* _PROBLEM TO SOLVE_: A faithful copy of all the data is required; pictures should not be included.

* _DATA EXTRACTS_:
╭──

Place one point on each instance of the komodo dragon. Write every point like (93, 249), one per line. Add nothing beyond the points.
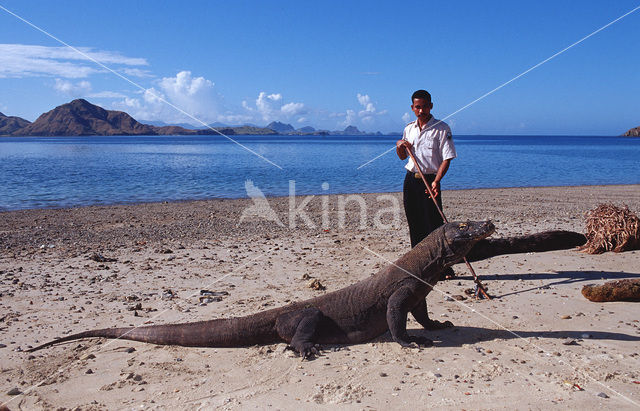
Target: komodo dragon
(353, 314)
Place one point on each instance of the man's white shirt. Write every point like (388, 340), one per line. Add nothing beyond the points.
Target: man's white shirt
(431, 145)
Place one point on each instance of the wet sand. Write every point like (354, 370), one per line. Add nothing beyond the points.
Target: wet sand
(533, 345)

╰──

* _WRITTEN ANSWER_:
Place one point on each instance of the komodo dragon. Write every point like (93, 249), one per line. Add nothing beyond the points.
Target: komodo dragon
(353, 314)
Place one point on each instance of the man's white shirt. Write every point like (388, 340), one per line. Add nothing beyond the points.
Target: man's white shirt
(431, 145)
Place one point on each instance of the wet sand. Write every point like (354, 370), one per line. Add nothing beyond the points.
Target: wet sand
(533, 345)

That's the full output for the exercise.